提示テキスト:
○ ○ ○ ○

技術者にマネジメント力をつけさせたい Vol.136
公開日: 2021年4月12日 | 最終更新日: 2021年4月10日
Tags: イノベーションと企画力, メールマガジンバックナンバー, 技術コミュニケーション, 技術マネジメント, 技術者人材育成, 技術評価報告
技術者と言えども一般的な企業の一員である以上、
技術者間で連携しながらチームをまとめていくという力が求められます。
一般的には管理職研修や マネジメント 研修などを通じ、
総合職向けの マネジメント に関する知見を習得させるのが一般的かと思いますが、
恐らくあまりうまくいかないのではないかと思います。
何故ならば、技術を武器としての活躍が求められる技術者に対し、
総合職の方々が無意識にできるバランス感覚でマネジメントを行っていくことを求めるのは、
職種としての特性をほとんど考慮していない取り組みだからです。
今回は技術者の特性を考慮したマネジメント力醸成という取り組みの一つについて考えてみたいと思います。

○ ○ ○ ○

データ一覧:
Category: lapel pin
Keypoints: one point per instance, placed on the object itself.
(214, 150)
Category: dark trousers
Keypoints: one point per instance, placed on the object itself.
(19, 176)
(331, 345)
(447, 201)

○ ○ ○ ○

演習課題:
1. 提示テキストによると、企業の一員である技術者に求められるのはどのような力ですか。
2. データ一覧のエントリをすべて、「番号」と「内容」の2列からなるMarkdownの表に書き換えてください。各行に行番号とその行の記述を入れ、空行は除いてください。

解答一覧:
1. 技術者間で連携しながらチームをまとめていく力です。

2.
| 番号 | 内容 |
|---|---|
| 1 | Category: lapel pin |
| 2 | Keypoints: one point per instance, placed on the object itself. |
| 3 | (214, 150) |
| 4 | Category: dark trousers |
| 5 | Keypoints: one point per instance, placed on the object itself. |
| 6 | (19, 176) |
| 7 | (331, 345) |
| 8 | (447, 201) |